» **Verilen metin**:
Kitap Tanıtımı |
`Kanaryalarla konuşabilen, karanlığa karışıp yok olabilen, korkuyu ve acıyı tanımayan ama doğum günü olmayan küçük bir kız için ağlayabilen, sevgiyi kadın kokusunda arayan, belki de bulamadığı için yunuslarla yer değiştirmek isteyen, kırık kolu bükülemeyen ve gülüşünün ardındaki sırrın peşine düştüğü için yadırganan...``
Mehmet Eroğlu, Yarım Kalan Yürüyüş adlı bu romanında Issızlığın Ortası`nın unutulmaz kahraman Ayhan`dan sonra bu kez de okyanusun ortasıda kuduza yakalanan bir portekizlinin trajik ölümü sırasında ortaya çıkan bir gülüşün gizlediği gerçeği ve varoluşunun gizlerini keşfetmek isteyen bir kurtarıcıyı, Korkut Laçin`i anlatıyor.

» **Veri kayıtları**:

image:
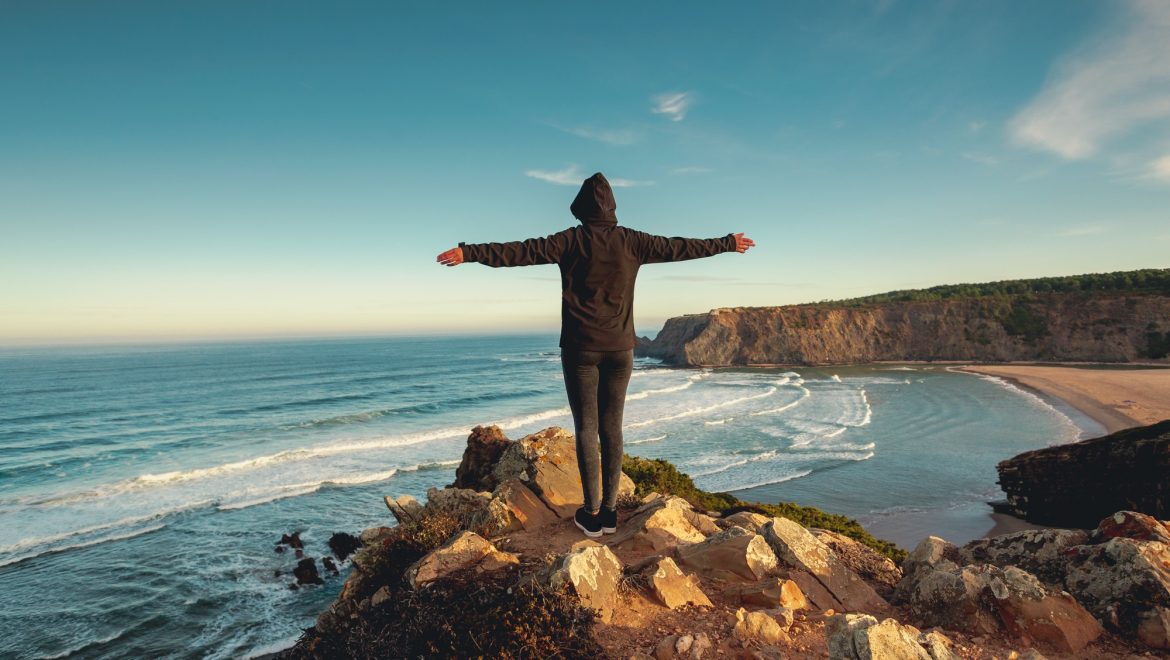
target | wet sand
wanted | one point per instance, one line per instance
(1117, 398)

...

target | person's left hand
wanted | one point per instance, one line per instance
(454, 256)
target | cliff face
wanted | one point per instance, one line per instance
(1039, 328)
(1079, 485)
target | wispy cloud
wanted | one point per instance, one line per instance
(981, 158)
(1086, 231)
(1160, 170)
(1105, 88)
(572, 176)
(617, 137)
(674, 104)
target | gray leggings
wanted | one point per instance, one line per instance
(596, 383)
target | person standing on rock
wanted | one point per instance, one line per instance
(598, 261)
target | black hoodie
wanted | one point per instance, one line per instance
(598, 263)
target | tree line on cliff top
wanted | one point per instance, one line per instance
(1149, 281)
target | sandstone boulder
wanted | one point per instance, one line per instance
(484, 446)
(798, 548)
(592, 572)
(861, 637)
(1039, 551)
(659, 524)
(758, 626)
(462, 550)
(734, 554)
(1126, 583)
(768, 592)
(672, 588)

---

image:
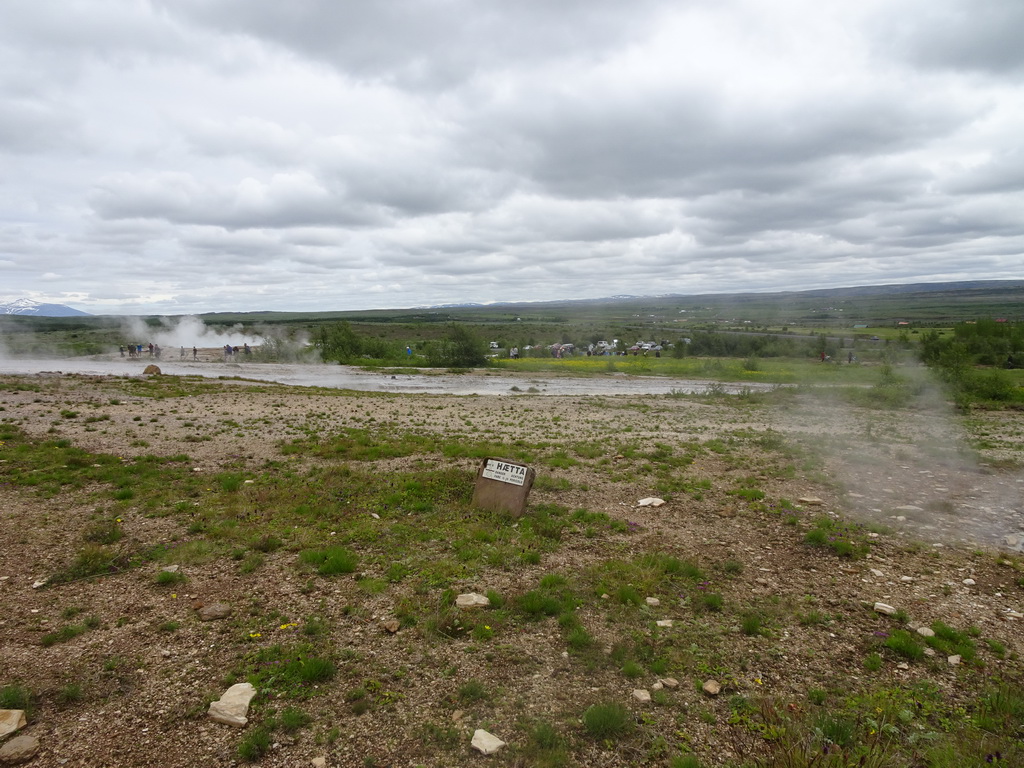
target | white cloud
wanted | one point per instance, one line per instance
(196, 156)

» **Görev**:
Yukarıdaki kitap tanıtımına göre aşağıdaki ifadeler doğru mu? Her biri için evet ya da hayır yazın ve kararı belirleyen sözleri kitap tanıtımından değiştirmeden alıntılayın.
1. Romanın adı Yarım Kalan Yürüyüş'tür.
2. Romanda anlatılan kurtarıcının adı Ayhan'dır.
3. Tanıtımda sözü edilen küçük kızın doğum günü yoktur.

» **Çözüm**:
1. Evet: "Mehmet Eroğlu, Yarım Kalan Yürüyüş adlı bu romanında"
2. Hayır: "bir kurtarıcıyı, Korkut Laçin"
3. Evet: "doğum günü olmayan küçük bir kız"